PASSAGE:
***

Aesop Rock – Labor Days (2001)
Nas – Stillmatic (2001)
El-P – Fantastic Damage (2002)
Eminem – The Eminem Show (2002)
If we're picking one album per artist, a lot of people would go with 2000's near-perfect The Marshall Mathers LP for Eminem, but if pressed, I always go with The Eminem Show because it feels like the grand finale to the classic Eminem era. The Marshall Mathers LP is just as essential, but Eminem as we came to know him doesn't exist without The Eminem Show.

***

RECORD EXCERPTS:
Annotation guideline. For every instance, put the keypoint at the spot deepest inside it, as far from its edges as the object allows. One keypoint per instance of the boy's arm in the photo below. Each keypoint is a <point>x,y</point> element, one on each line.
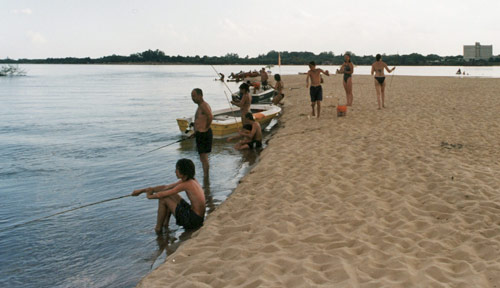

***

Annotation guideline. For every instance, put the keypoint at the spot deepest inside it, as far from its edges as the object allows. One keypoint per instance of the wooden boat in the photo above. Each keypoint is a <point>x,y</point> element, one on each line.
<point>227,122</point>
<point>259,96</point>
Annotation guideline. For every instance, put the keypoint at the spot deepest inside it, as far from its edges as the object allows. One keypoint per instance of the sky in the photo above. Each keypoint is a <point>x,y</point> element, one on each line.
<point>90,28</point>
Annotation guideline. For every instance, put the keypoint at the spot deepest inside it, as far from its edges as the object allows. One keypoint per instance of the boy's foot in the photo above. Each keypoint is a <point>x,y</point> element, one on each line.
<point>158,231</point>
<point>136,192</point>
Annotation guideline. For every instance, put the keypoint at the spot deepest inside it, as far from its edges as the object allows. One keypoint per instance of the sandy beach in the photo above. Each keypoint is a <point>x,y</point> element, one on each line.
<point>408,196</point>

***

WORK TASK A: In the passage on hip-hop albums, start at the words "El-P – Fantastic" and end after "The Eminem Show.", then write that part out again word for word.
WORK TASK B: Why does the passage on hip-hop albums choose The Eminem Show over The Marshall Mathers LP?

EXERCISE SOLUTION A:
El-P – Fantastic Damage (2002)
Eminem – The Eminem Show (2002)
If we're picking one album per artist, a lot of people would go with 2000's near-perfect The Marshall Mathers LP for Eminem, but if pressed, I always go with The Eminem Show because it feels like the grand finale to the classic Eminem era. The Marshall Mathers LP is just as essential, but Eminem as we came to know him doesn't exist without The Eminem Show.

EXERCISE SOLUTION B: It feels like the grand finale to the classic Eminem era.